ESTRATTO DEL TESTO:
========

Se il contribuente vince in giudizio, l’atto viene annullato (in toto o in parte) e non dovrà restituire l’agevolazione. Se perde, dovrà pagare quanto dovuto con sanzioni e interessi, potendo eventualmente appellare in secondo grado e poi in Cassazione. Dato il costo e la durata del contenzioso, conviene intraprenderlo solo quando si hanno argomenti solidi o la somma in gioco e la reputazione giustificano la battaglia legale (ad esempio, l’impresa convinta di essere nel giusto sul bonus potrebbe voler fare causa anche per una questione di principio, oltre che economica).
Va segnalato che le pronunce giurisprudenziali recenti in materia di bonus edilizi sono ancora in evoluzione. Ci sono state alcune sentenze delle Corti di Giustizia Tributaria di merito favorevoli ai contribuenti su aspetti procedurali. Ad esempio, come anticipato, alcune Corti hanno stabilito che l’annullamento della comunicazione dell’opzione da parte dell’Agenzia è un atto impugnabile dal contribuente proprio per garantire il suo diritto di difesa. Quindi, qualora il Fisco annulli unilateralmente la cessione/lo sconto (magari ritenendolo a rischio frode), il contribuente può ricorrere subito senza aspettare l’avviso di recupero, per far valutare al giudice la legittimità di tale annullamento. Questo ha un impatto importante, perché consente di giocare d’anticipo e magari ottenere la conferma del bonus se l’annullamento era infondato.
In definitiva, il ricorso tributario rimane l’arma finale del debitore per far valere le proprie ragioni, ed è opportuno prepararlo con dovizia di prove e argomentazioni giuridiche. Spesso l’esito dipenderà da questioni tecniche (urbanistiche, edilizie, ecc.), per cui può essere utile allegare perizie o consulenze di esperti del settore a supporto.

========

CONSEGNA 1: Modifica l'estratto sui bonus edilizi riscrivendone la parte da "In definitiva, il" fino a "settore a supporto." compreso, con "ricorso tributario" sostituito da "contenzioso tributario".
CONSEGNA 2: Secondo l'estratto sui bonus edilizi, che cosa hanno stabilito alcune Corti sull'annullamento della comunicazione dell'opzione da parte dell'Agenzia?
CONSEGNA 3: Scrivi il seguito dell'estratto sui bonus edilizi, riprendendo dopo la sua ultima frase.

DATI FORNITI:
========

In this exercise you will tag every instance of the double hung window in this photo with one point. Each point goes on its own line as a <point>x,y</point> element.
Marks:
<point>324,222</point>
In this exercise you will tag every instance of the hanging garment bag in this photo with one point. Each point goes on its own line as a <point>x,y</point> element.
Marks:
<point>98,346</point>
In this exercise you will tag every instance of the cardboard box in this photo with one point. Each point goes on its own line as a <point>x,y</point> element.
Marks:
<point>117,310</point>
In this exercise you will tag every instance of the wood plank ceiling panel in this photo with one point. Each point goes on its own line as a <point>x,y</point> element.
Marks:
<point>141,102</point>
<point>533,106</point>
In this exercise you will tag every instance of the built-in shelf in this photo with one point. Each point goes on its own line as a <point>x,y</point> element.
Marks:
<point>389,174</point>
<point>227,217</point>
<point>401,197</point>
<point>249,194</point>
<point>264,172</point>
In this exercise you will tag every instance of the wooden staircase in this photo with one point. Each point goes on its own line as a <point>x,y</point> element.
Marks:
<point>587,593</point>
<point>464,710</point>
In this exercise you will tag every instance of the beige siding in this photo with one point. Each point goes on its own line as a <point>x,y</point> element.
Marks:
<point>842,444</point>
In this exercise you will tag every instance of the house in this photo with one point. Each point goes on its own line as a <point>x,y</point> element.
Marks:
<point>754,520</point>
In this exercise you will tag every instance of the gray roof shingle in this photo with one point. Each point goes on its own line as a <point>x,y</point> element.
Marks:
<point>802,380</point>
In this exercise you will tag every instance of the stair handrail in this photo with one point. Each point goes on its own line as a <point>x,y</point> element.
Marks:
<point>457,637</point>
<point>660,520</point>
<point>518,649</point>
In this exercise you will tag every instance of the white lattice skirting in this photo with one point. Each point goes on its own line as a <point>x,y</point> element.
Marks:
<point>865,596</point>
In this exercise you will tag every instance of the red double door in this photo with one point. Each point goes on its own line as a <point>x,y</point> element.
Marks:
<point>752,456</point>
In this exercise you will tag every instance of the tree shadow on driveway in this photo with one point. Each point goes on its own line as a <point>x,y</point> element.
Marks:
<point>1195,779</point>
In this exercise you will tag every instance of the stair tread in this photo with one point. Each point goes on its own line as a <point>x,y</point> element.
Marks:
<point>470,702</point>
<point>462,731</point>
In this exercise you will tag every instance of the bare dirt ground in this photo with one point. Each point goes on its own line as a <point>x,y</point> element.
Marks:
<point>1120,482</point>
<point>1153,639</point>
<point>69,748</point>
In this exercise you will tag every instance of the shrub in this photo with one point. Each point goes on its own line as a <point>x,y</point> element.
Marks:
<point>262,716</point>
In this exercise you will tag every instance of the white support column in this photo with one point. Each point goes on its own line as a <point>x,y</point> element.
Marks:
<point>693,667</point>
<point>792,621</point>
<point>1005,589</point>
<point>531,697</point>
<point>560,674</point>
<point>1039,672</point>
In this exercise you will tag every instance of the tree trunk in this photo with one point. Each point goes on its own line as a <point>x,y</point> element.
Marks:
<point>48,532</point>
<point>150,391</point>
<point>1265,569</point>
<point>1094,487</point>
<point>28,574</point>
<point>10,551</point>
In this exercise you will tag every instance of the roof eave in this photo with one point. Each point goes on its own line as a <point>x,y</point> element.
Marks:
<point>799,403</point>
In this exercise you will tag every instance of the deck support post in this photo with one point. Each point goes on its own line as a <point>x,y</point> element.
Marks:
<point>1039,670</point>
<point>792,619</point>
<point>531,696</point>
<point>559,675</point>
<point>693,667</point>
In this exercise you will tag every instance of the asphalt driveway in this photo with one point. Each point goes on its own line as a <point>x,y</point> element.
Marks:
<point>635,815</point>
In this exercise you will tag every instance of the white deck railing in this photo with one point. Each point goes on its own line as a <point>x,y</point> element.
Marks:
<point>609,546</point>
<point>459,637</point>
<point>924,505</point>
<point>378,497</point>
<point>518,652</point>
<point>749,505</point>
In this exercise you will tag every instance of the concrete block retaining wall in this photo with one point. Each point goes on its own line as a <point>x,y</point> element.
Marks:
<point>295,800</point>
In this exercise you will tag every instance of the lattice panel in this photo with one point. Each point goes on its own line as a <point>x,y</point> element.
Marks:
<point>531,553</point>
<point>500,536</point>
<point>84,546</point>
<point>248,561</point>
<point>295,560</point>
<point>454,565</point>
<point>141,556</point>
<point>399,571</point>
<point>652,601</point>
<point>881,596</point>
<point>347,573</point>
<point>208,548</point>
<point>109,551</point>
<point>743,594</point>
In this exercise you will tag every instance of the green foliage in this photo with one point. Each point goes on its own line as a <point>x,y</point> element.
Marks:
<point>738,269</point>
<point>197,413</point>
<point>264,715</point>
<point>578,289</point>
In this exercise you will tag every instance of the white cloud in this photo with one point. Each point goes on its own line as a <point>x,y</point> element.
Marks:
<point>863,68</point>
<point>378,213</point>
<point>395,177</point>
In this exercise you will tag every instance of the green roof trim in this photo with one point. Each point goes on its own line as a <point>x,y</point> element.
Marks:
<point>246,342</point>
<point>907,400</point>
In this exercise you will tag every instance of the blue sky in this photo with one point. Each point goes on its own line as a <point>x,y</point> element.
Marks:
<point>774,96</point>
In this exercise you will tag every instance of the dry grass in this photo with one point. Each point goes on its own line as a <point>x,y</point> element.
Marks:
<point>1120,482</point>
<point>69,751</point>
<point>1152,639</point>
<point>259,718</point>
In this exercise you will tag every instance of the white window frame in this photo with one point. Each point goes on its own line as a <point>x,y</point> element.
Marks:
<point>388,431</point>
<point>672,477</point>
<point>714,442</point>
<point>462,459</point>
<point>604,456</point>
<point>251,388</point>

========

RISULTATO ATTESO 1:
In definitiva, il contenzioso tributario rimane l’arma finale del debitore per far valere le proprie ragioni, ed è opportuno prepararlo con dovizia di prove e argomentazioni giuridiche. Spesso l’esito dipenderà da questioni tecniche (urbanistiche, edilizie, ecc.), per cui può essere utile allegare perizie o consulenze di esperti del settore a supporto.

RISULTATO ATTESO 2: Che è un atto impugnabile dal contribuente, per garantire il suo diritto di difesa.

RISULTATO ATTESO 3:
Domande frequenti (FAQ) su sconti in fattura non spettanti
- Che cosa significa “sconto in fattura non spettante”?
Significa che il contribuente ha usufruito di uno sconto immediato sul corrispettivo dei lavori, coperto da un credito d’imposta, senza averne diritto secondo la legge. Ciò avviene quando il bonus edilizio sottostante non poteva essere legittimamente applicato (ad esempio per mancanza dei requisiti richiesti, errori sostanziali, lavori non agevolabili, ecc.). In pratica, il Fisco considera quello sconto come un beneficio indebito che deve essere restituito. Da non confondere con lo “sconto inesistente”, che presuppone addirittura che i lavori o le spese siano fittizi o fraudolenti: nello sconto non spettante i lavori sono reali ma il bonus non andava applicato in quel contesto. - Chi deve restituire allo Stato l’importo di uno sconto in fattura non spettante?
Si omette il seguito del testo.